Requests
A) In the mailing-list reply, why does the quoted patch author doubt that dropping the freelist would slow things down when NBuffers is very large and most buffers are in use? Answer in one to three sentences.
B) Answer these from the mailing-list reply, one line each:
(i) Which module uses the have_free_buffer() function?
(ii) What does StrategyGetBuffer() try first, and through which function?
(iii) At what point would the reply's author rather have autoprewarm stop?
C) Extract the part of the mailing-list reply starting at "I think we'll" and ending at "depend on clock-sweep.".

Supplied passage
=====

Re: [PATCH] Let's get rid of the freelist and the buffer_strategy_lock - Mailing list pgsql-hackers

From Andres Freund
Subject Re: [PATCH] Let's get rid of the freelist and the buffer_strategy_lock
Date
Msg-id 2avffd4n6e5lu7kbuvpjclw3dzcqsw4qctj5ch4qin5gakk3r3@euyewe6tf3z3
Whole thread Raw
In response to [PATCH] Let's get rid of the freelist and the buffer_strategy_lock  ("Greg Burd" <greg@burd.me>)
List pgsql-hackers
Hi,

On 2025-07-11 13:26:53 -0400, Greg Burd wrote:
> In conversations [1] recently about considering how best to adapt the code
> to become NUMA-aware Andres commented, "FWIW, I've started to wonder if we
> shouldn't just get rid of the freelist entirely" and because I'm a glutton
> for punishment (and I think this idea has some merit) I took him up on this
> task.

> In freelist.c the function StrategyGetBuffer() currently tries first to use
> the BufferAccessStrategy, if present, via GetBufferFromRing().  Failing
> that, the second step is to check the "freelist" as defined by
> StrategyControl->firstFreeBuffer/lastFreeBuffer to determine if it contains
> any available buffers, and finally it will "Use the clock-sweep algorithm to
> find a free buffer."  The freelist was intended to be "a list of buffers
> that are prime candidates for replacement" but I question the value of that
> versus the overhead of managing it.  Without the list some operations are
> likely (I plan to measure this) faster due, as Anders points out in [1],
> "just using clock sweep actually makes things like DROP TABLE perform better
> because it doesn't need to maintain the freelist anymore."  It may be the
> case that with very large NBuffers where most are in use that this approach
> is slower (I plan to measure this too), but in those cases I'd imagine the
> freelist is likely empty and so the code will use the clock-sweep algorithm
> anyway, so I'm not sure there is a performance penalty at all.
>
> This change does remove the have_free_buffer() function used by the
> contrib/pg_prewarm module.  On the surface this doesn't seem to cause any
> issues, but honestly I've not thought too deeply on this one.

I think we'll likely need something to replace it.

TBH, I'm not convinced that autoprewarm using have_free_buffer() is quite
right. The goal of the use have_free_buffer() is obviously to stop prewarming
shared buffers if doing so would just evict buffers.  But it's not clear to me
that we should just stop when there aren't any free buffers - what if the
previous buffer contents aren't the right ones?  It'd make more sense to me to
stop autoprewarm once NBuffers have been prewarmed...



> v2-0001 Eliminate the freelist from the buffer manager and depend on clock-sweep.
>
>
> Once removed [2] and tests passing [3] I took a long hard look at the
> buffer_strategy_lock that used to serialize concurrent access to members of
> BufferStrategyControl and I couldn't find a good reason to keep it around.

=====

Items from a dataset
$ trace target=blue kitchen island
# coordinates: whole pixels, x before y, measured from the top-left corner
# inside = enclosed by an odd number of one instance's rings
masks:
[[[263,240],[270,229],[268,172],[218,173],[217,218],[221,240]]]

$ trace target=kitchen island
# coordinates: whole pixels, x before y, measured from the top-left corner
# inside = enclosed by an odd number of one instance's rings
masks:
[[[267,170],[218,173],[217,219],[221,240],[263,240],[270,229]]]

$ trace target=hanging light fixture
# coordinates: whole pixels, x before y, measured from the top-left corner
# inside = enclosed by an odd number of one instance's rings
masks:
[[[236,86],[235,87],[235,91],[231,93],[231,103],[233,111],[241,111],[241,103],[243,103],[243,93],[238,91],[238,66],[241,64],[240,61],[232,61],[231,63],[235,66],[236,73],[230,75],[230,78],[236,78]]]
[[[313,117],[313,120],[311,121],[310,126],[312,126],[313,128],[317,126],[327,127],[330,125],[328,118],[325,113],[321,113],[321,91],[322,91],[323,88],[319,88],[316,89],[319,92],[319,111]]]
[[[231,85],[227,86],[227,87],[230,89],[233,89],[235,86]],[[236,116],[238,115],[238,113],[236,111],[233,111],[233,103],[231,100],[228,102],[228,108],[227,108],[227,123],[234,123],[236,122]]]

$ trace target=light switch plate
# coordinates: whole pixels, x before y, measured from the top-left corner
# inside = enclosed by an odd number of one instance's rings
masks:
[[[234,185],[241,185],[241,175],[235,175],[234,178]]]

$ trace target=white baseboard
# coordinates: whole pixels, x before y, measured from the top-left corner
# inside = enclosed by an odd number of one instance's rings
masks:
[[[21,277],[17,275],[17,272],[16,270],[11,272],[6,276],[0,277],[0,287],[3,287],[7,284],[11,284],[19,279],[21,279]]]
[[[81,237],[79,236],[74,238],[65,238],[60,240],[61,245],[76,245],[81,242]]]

=====

Answers to the exercise
A) In that case the freelist is likely empty. The code would use the clock-sweep algorithm anyway, so removing the list may bring no performance penalty at all.

B)
(i) The contrib/pg_prewarm module.
(ii) The BufferAccessStrategy, if present, via GetBufferFromRing().
(iii) Once NBuffers have been prewarmed.

C)
I think we'll likely need something to replace it.

TBH, I'm not convinced that autoprewarm using have_free_buffer() is quite
right. The goal of the use have_free_buffer() is obviously to stop prewarming
shared buffers if doing so would just evict buffers.  But it's not clear to me
that we should just stop when there aren't any free buffers - what if the
previous buffer contents aren't the right ones?  It'd make more sense to me to
stop autoprewarm once NBuffers have been prewarmed...



> v2-0001 Eliminate the freelist from the buffer manager and depend on clock-sweep.